Copy out only the span from the line with "Find each reclined" to the end of the data, both ends kept, word for word.

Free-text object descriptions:
- - - - - - -

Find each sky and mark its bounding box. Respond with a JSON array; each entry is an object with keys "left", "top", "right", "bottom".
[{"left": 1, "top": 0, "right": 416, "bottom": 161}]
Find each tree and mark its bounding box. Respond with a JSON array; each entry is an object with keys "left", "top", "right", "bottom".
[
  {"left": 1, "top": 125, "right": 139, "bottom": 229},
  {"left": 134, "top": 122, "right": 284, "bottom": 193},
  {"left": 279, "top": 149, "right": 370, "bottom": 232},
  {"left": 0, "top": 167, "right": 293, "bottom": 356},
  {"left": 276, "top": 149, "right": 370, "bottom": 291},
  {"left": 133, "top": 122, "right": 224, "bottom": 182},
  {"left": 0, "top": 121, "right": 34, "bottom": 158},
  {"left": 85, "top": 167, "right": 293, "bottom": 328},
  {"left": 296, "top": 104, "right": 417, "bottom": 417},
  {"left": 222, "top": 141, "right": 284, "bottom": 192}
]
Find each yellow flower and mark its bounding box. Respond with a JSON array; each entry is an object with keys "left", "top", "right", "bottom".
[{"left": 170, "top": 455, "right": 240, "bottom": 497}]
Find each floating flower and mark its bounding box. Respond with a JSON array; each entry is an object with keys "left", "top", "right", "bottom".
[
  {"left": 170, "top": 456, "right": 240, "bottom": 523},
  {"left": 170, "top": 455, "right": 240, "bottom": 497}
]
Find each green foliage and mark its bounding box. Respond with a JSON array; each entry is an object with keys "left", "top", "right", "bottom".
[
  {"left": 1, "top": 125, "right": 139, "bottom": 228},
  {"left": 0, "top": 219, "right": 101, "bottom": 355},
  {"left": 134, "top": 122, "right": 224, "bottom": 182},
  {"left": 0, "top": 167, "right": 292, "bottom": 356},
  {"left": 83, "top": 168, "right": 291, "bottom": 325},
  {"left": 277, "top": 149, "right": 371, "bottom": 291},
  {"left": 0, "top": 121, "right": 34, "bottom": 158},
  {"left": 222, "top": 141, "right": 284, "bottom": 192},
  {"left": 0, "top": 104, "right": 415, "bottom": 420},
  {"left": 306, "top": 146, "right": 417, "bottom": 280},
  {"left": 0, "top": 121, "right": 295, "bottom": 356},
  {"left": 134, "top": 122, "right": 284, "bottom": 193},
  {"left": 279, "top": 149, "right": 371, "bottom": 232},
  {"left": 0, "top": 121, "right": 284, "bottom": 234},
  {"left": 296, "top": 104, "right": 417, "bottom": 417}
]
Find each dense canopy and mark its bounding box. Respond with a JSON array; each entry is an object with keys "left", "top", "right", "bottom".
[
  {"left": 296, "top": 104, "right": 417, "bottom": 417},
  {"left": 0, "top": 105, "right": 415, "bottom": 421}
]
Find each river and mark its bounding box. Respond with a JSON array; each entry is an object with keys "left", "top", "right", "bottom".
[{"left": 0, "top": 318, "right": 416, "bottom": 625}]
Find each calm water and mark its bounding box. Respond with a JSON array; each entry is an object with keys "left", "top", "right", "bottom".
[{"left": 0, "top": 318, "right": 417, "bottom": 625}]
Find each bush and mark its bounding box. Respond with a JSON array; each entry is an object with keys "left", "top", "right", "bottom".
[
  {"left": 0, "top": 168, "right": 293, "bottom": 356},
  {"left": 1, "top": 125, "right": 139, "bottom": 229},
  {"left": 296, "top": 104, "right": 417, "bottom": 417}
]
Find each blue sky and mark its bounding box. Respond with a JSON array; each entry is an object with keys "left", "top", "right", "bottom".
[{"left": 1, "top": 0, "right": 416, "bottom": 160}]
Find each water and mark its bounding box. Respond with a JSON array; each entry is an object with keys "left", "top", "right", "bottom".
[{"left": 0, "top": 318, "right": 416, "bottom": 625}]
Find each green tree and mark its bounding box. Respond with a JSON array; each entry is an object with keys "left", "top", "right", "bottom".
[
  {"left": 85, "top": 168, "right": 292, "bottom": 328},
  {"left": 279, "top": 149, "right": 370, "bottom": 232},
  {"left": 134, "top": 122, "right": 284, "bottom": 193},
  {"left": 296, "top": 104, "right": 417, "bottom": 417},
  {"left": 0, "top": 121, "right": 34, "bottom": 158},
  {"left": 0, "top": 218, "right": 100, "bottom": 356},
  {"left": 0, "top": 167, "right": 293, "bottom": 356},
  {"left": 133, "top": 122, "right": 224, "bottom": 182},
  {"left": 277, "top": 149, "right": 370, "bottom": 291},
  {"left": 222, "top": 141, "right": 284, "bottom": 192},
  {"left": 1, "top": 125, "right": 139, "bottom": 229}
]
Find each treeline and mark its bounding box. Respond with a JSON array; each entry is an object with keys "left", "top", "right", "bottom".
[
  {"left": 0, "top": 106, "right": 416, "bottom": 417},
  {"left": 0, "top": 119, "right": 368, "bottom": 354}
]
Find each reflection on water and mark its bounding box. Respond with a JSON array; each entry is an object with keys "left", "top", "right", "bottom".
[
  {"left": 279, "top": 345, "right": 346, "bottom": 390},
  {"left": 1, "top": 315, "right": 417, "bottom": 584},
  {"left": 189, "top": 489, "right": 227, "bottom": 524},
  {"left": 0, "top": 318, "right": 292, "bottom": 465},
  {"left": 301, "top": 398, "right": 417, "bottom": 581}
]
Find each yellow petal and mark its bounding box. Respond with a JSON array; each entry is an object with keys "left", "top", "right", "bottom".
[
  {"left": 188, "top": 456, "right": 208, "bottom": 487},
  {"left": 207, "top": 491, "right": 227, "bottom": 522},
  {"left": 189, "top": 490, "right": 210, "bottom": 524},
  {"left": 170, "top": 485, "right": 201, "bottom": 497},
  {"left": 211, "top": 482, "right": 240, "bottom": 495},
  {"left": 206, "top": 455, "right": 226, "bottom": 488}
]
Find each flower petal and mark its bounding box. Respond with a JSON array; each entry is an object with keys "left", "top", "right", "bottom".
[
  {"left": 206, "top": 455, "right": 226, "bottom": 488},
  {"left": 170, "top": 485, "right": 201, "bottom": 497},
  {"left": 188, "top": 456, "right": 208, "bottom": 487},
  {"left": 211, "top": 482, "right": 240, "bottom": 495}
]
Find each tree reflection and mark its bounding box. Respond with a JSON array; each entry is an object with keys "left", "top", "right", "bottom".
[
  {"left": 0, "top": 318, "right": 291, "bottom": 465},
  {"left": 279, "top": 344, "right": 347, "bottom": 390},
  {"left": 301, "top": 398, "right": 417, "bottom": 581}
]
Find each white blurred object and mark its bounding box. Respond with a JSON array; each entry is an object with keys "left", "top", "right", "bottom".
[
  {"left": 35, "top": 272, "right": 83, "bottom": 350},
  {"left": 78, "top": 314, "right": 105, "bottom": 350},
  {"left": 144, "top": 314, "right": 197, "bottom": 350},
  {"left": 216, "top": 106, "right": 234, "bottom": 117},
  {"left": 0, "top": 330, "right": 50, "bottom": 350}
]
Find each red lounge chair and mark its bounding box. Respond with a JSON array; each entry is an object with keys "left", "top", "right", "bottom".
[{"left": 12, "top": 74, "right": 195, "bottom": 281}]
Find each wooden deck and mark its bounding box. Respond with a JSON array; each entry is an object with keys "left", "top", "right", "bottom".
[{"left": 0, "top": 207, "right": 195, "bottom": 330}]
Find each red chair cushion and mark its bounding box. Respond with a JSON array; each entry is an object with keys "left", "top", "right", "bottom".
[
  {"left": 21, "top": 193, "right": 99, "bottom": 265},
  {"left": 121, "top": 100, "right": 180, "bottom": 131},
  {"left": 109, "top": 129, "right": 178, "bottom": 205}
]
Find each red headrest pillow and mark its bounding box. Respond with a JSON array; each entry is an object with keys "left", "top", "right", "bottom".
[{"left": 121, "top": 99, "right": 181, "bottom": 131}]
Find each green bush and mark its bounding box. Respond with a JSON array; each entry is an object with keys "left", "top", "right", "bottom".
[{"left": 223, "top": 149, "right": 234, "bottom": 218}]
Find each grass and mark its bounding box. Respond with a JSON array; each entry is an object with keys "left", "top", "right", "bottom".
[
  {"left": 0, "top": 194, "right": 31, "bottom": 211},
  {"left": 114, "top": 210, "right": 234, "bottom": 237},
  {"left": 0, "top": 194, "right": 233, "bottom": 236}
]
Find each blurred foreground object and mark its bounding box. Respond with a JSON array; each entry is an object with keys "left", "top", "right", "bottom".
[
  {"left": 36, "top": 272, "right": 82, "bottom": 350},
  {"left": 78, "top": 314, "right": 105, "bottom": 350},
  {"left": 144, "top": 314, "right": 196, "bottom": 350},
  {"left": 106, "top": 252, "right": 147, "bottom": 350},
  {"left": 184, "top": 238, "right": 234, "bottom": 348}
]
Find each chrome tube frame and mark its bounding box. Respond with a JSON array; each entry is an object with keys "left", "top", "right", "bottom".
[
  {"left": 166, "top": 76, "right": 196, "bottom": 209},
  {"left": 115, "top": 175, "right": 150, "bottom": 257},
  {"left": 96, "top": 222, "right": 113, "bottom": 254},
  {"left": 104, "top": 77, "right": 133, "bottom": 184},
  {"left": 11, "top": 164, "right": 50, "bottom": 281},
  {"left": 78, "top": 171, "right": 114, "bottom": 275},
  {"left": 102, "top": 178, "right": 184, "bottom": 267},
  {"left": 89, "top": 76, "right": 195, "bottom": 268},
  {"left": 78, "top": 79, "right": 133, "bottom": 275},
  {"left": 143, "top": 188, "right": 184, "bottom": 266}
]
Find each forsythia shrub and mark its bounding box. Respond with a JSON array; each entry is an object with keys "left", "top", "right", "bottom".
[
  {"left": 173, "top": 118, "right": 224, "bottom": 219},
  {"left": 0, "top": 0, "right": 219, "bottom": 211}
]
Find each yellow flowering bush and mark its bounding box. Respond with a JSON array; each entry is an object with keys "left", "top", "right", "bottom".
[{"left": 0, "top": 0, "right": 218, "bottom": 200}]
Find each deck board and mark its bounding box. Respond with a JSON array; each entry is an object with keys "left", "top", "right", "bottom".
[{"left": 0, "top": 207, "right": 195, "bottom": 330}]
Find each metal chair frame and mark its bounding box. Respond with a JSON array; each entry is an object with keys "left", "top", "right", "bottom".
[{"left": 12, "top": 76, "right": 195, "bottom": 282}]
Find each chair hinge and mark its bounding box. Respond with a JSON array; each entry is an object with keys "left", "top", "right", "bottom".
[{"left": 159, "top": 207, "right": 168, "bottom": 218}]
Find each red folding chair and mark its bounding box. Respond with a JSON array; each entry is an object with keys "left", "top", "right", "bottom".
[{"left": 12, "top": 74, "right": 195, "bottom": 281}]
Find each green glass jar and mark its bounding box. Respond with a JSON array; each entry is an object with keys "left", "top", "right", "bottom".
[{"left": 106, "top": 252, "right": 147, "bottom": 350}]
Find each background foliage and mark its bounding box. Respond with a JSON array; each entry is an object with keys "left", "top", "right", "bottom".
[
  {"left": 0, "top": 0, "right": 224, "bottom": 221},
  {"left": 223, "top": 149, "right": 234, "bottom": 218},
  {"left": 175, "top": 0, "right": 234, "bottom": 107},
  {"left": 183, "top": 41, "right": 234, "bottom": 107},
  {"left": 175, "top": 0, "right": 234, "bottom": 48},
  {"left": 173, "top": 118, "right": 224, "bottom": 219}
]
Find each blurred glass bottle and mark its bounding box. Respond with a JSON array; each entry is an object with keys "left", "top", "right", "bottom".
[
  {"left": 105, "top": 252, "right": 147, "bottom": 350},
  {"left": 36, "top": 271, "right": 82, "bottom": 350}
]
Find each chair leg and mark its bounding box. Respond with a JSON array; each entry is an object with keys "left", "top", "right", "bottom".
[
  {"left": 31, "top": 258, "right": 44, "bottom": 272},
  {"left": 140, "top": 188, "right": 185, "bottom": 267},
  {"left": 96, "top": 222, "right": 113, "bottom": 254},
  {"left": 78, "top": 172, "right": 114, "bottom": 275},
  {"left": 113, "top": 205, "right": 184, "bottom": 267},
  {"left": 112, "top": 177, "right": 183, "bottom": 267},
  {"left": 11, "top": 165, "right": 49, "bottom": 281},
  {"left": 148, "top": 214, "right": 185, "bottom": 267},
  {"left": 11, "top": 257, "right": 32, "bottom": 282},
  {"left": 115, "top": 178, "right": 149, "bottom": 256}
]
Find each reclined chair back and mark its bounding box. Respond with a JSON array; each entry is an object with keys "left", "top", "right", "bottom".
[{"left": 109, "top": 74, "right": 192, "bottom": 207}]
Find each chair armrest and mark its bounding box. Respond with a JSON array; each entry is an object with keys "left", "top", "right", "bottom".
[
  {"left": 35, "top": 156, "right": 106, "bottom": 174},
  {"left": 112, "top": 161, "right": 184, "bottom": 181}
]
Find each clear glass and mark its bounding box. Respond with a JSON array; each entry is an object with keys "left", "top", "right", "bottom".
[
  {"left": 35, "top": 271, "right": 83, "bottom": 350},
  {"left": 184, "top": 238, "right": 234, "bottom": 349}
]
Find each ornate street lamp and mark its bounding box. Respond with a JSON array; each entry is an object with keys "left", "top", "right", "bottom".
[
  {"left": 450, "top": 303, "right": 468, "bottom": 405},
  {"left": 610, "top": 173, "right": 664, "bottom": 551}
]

- - - - - - -

### [ANSWER FOR THE TASK]
Find each reclined chair back and mark its bounding box. Respond with a JSON array; each entry is an object with keys "left", "top", "right", "bottom".
[{"left": 109, "top": 74, "right": 192, "bottom": 207}]
Find each chair armrest and mark its bounding box. Respond with a JSON array; each entry is an object with keys "left", "top", "right", "bottom".
[
  {"left": 35, "top": 156, "right": 106, "bottom": 174},
  {"left": 112, "top": 161, "right": 184, "bottom": 181}
]
Find each clear glass and mark its bounding box. Respond with a JSON array; each entry is an object with keys "left", "top", "right", "bottom".
[
  {"left": 35, "top": 271, "right": 83, "bottom": 350},
  {"left": 184, "top": 238, "right": 234, "bottom": 349}
]
Find each ornate street lamp and mark its bounding box. Respond with a JSON array; each entry is an object with keys "left", "top", "right", "bottom".
[
  {"left": 450, "top": 303, "right": 468, "bottom": 405},
  {"left": 610, "top": 173, "right": 664, "bottom": 551}
]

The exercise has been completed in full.